(Data excerpts)
^^^^^^^^
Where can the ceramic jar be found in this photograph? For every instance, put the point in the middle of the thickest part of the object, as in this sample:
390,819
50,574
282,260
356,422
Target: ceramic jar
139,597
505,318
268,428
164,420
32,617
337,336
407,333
^^^^^^^^
Output the data in full, exactly as it stands.

Where can the ceramic jar be found in this photograph? For every instance, put the point in the middle of the thickest part of the object, as in this sample:
390,819
50,574
282,260
356,422
Target: ceramic jar
139,597
505,318
268,428
164,420
32,617
337,336
407,333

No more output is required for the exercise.